◆ Set task ◆
Rewrite all of the records below, substituting "overhead fan" wherever "ceiling fan" occurs and keeping every other character unchanged.
--- BEGIN Dataset extract ---
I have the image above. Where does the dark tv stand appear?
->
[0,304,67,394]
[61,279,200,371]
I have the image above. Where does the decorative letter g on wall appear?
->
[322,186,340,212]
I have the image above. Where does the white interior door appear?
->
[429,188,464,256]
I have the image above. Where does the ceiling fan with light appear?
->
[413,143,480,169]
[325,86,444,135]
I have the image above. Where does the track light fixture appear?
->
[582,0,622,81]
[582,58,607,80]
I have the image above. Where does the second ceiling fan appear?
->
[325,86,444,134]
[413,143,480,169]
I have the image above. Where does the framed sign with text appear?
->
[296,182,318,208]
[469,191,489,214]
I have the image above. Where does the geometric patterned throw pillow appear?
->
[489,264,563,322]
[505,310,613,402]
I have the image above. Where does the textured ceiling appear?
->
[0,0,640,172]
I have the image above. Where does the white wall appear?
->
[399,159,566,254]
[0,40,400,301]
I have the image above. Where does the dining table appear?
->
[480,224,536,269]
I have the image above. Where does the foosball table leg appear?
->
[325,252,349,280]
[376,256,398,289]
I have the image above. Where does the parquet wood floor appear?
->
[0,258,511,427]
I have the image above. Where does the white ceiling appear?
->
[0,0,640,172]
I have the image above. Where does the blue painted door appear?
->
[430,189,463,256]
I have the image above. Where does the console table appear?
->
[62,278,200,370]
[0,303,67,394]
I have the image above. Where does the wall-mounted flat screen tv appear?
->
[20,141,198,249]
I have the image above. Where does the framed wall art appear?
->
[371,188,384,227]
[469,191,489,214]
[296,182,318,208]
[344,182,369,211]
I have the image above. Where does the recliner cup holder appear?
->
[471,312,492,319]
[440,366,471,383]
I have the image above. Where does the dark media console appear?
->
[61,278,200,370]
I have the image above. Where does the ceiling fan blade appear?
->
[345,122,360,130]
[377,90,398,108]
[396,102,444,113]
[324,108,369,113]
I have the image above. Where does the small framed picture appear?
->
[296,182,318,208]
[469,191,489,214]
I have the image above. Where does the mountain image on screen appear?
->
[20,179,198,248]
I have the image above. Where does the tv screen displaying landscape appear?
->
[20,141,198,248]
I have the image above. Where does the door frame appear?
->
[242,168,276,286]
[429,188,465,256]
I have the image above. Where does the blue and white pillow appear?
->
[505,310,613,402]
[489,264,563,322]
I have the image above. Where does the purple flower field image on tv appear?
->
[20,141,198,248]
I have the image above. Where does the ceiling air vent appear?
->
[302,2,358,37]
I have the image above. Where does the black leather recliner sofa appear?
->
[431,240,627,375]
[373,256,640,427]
--- END Dataset extract ---
◆ Task result ◆
I have the image above. Where does the dark tv stand appear?
->
[0,304,67,394]
[61,279,200,371]
I have the image above. Where does the decorative letter g on wall appear?
->
[322,186,340,212]
I have the image above. Where does the white interior door appear?
->
[429,188,464,256]
I have the image above. Where does the overhead fan with light appear?
->
[413,143,480,169]
[325,86,444,135]
I have the image above. Where does the track light fixture appear?
->
[582,0,622,81]
[582,58,607,80]
I have the image above. Where does the second overhead fan appear?
->
[325,86,444,134]
[413,143,480,169]
I have the image above. Where does the framed sign with text appear?
->
[296,182,318,208]
[469,191,489,214]
I have the image above. Where does the geometric patterned throw pillow appear?
->
[489,264,563,322]
[505,310,613,402]
I have the image above. Where does the textured ceiling appear?
->
[0,0,640,172]
I have the image above. Where does the white wall appear?
->
[399,159,566,254]
[0,40,400,301]
I have the image above. Where does the dining table appear?
->
[480,224,536,269]
I have the image above. Where does the foosball table leg appear?
->
[325,252,349,280]
[376,256,398,289]
I have the image above. Where does the parquet wood floor appear?
->
[0,258,511,427]
I have the image above. Where does the white ceiling appear?
->
[0,0,640,172]
I have the image above. Where does the blue painted door appear?
->
[430,189,463,256]
I have the image above. Where does the console table appear?
->
[62,278,200,370]
[0,303,67,394]
I have the image above. Where does the wall-mounted flat screen tv appear?
->
[20,141,198,249]
I have the image above. Where does the framed wall art appear?
->
[371,188,384,227]
[469,191,489,214]
[296,182,318,208]
[344,182,369,211]
I have the image above. Where does the recliner cup holder appear?
->
[471,312,492,319]
[440,366,471,383]
I have the image above. Where does the dark media console appear?
->
[61,278,200,370]
I have the image above. Where does the overhead fan blade appear?
->
[345,122,360,130]
[377,90,398,108]
[396,102,444,113]
[324,108,369,113]
I have the image above. Where does the small framed picture appear?
->
[296,182,318,208]
[469,191,489,214]
I have the image above. Where does the mountain image on screen appear?
->
[20,179,198,248]
I have the image above. Where does the tv screen displaying landscape appear?
->
[20,141,198,248]
I have the image above. Where does the door frame appear?
->
[242,168,276,286]
[429,188,465,256]
I have the image above. Where does the blue and white pillow appear?
->
[505,310,613,402]
[489,264,563,322]
I have the image above. Where does the purple flower field image on tv appear?
->
[20,141,198,248]
I have the image above. Where does the ceiling air vent appear?
->
[302,2,358,37]
I have the image above. Where does the black leather recliner sofa appear?
->
[431,240,627,375]
[373,256,640,427]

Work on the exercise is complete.